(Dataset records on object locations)
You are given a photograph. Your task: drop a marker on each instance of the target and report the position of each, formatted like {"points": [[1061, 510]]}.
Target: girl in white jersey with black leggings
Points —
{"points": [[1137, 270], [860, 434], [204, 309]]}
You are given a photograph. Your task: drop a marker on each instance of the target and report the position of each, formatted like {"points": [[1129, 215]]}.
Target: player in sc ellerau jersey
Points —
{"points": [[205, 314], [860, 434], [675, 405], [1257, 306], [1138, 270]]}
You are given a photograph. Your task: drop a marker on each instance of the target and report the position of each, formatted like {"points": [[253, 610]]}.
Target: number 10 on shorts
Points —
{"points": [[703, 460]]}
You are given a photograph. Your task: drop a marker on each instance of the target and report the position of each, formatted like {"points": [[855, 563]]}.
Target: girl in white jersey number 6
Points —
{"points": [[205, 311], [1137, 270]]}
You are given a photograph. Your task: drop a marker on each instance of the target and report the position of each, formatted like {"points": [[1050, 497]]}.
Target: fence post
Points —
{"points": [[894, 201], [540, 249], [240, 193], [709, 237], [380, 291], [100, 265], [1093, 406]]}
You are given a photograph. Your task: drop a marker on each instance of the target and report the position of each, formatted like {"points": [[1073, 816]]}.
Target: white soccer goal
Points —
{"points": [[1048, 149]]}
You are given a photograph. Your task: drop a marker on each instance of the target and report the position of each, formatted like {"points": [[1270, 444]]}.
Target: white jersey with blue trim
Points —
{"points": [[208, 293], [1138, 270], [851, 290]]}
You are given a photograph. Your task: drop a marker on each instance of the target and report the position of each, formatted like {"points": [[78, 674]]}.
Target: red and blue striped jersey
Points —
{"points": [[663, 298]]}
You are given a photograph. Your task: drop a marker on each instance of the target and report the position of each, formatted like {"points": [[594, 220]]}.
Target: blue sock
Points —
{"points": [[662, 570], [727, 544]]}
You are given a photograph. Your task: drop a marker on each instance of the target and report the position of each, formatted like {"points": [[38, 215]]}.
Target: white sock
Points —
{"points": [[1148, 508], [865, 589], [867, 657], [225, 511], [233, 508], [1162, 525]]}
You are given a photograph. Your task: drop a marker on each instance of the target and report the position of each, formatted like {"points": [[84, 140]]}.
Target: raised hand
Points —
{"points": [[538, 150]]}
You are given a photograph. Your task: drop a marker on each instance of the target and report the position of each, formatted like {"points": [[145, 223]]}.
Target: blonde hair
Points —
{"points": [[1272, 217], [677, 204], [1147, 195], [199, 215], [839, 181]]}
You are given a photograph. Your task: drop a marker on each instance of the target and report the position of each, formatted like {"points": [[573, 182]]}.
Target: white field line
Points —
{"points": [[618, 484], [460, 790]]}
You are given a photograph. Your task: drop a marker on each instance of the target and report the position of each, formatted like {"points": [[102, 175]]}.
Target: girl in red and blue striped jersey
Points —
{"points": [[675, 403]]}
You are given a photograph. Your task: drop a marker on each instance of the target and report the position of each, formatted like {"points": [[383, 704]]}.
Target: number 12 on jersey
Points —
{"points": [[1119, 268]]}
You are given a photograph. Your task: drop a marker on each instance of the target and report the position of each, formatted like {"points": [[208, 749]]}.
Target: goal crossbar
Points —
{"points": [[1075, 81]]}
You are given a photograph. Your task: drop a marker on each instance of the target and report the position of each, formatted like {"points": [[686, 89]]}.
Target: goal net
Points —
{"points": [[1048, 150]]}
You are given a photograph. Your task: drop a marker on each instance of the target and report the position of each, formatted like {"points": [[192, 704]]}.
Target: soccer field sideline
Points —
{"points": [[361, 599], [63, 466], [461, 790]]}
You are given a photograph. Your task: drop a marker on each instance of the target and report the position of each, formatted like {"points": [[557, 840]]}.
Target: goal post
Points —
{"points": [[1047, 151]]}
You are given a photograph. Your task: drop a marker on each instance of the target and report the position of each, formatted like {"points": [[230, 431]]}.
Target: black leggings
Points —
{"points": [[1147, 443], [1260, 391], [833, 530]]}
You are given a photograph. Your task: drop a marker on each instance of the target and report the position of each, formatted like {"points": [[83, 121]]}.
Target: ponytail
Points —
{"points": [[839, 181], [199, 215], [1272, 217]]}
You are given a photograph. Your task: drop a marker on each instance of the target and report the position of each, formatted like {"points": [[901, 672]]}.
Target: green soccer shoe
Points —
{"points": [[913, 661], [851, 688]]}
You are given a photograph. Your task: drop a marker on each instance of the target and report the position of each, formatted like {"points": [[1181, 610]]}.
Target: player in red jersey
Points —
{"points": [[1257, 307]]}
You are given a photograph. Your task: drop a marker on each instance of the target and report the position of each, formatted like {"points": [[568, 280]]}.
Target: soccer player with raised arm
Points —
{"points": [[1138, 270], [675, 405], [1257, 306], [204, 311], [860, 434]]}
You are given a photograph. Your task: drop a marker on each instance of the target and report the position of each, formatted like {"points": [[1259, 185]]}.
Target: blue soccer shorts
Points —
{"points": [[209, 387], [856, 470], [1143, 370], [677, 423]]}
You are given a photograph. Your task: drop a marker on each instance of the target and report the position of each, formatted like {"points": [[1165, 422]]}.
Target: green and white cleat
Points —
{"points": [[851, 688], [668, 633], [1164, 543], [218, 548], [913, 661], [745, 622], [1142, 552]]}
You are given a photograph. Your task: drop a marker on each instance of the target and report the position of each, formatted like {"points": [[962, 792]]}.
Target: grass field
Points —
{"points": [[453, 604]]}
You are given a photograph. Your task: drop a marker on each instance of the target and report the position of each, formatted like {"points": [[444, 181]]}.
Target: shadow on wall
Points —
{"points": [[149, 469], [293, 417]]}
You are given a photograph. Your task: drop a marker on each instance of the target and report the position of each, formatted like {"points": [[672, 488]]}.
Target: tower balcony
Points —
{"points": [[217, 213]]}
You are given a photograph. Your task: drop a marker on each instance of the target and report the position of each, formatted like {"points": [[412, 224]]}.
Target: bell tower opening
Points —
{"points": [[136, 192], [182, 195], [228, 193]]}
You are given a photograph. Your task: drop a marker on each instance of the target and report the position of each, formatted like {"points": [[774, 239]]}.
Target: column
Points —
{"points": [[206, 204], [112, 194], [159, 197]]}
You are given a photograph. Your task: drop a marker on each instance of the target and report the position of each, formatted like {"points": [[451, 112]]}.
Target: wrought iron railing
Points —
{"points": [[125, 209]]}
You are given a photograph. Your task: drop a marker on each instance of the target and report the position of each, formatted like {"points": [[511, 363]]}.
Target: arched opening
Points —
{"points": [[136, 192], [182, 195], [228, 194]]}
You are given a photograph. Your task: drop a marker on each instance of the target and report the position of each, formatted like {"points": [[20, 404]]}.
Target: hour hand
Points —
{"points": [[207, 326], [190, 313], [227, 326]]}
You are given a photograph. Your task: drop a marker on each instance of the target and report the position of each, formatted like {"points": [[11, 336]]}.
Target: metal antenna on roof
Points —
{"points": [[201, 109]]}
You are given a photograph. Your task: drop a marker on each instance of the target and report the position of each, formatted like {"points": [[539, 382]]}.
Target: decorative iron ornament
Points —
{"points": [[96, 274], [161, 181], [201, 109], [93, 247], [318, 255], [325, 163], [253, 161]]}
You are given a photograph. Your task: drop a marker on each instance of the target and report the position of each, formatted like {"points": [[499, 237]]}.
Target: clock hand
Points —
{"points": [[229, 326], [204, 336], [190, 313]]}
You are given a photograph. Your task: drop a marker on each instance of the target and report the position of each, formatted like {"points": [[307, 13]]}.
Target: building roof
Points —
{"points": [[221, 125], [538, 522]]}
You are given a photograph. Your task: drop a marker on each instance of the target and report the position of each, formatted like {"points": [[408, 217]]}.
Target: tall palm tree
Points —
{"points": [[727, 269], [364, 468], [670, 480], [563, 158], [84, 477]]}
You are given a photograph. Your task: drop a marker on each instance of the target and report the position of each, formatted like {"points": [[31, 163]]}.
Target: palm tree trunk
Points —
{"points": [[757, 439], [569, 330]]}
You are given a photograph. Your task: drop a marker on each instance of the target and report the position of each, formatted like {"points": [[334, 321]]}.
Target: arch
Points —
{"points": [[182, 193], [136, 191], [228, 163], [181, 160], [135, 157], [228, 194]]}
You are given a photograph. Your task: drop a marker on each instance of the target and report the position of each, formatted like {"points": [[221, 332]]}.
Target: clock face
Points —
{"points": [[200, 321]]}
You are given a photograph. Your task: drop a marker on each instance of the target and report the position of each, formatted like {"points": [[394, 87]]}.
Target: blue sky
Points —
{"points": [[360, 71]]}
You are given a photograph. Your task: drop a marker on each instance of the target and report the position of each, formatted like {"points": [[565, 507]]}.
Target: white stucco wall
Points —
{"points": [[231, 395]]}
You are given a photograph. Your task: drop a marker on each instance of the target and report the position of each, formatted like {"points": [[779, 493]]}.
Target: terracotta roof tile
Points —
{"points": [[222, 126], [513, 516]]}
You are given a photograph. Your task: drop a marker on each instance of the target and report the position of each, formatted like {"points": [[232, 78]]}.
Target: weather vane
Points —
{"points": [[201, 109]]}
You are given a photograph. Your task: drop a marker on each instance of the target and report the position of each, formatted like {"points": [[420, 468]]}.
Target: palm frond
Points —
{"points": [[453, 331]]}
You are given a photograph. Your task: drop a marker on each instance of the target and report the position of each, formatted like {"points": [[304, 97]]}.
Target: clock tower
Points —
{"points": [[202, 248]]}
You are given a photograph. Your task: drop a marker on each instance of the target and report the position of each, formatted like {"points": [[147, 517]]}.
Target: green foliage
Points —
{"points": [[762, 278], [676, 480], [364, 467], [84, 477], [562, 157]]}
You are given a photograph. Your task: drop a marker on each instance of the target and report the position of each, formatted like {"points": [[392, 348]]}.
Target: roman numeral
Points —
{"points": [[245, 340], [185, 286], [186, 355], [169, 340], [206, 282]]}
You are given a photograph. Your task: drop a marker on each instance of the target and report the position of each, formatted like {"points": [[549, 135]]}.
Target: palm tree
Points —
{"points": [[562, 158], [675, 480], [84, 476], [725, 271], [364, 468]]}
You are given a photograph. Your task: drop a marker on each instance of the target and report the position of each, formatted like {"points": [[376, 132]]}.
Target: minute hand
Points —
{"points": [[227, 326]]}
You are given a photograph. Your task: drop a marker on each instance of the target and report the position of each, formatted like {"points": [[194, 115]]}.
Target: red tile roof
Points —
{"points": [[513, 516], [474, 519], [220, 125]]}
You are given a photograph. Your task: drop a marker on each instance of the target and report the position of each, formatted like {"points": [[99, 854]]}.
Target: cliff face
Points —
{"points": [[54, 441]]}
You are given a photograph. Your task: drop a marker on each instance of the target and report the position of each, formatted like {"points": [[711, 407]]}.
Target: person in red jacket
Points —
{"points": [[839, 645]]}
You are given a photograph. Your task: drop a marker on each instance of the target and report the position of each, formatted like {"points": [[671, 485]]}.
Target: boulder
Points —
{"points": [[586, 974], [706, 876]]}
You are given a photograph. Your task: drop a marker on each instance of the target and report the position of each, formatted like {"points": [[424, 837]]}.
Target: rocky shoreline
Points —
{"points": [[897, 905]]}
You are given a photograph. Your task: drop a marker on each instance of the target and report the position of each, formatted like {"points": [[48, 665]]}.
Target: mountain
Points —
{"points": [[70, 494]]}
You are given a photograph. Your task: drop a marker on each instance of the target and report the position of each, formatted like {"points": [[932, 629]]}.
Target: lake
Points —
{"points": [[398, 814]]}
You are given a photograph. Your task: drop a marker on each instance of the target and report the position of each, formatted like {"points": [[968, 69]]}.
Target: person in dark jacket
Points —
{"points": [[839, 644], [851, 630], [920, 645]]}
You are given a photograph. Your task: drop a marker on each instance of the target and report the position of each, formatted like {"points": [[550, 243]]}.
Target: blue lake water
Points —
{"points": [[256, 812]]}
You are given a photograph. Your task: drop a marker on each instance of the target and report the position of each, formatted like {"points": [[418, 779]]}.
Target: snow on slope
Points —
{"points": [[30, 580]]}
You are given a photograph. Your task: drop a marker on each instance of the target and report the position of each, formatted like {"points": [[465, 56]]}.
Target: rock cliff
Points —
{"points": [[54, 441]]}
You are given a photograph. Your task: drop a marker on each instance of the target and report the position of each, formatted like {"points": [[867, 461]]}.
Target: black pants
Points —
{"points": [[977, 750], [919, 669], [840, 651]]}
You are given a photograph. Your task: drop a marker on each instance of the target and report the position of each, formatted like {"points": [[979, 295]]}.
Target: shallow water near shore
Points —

» **WHAT IS EXPECTED**
Count the lines of the rows above that contain the string "soccer", treating uppercase and lowercase as different. Reply with only the number.

» **WRITTEN RESPONSE**
5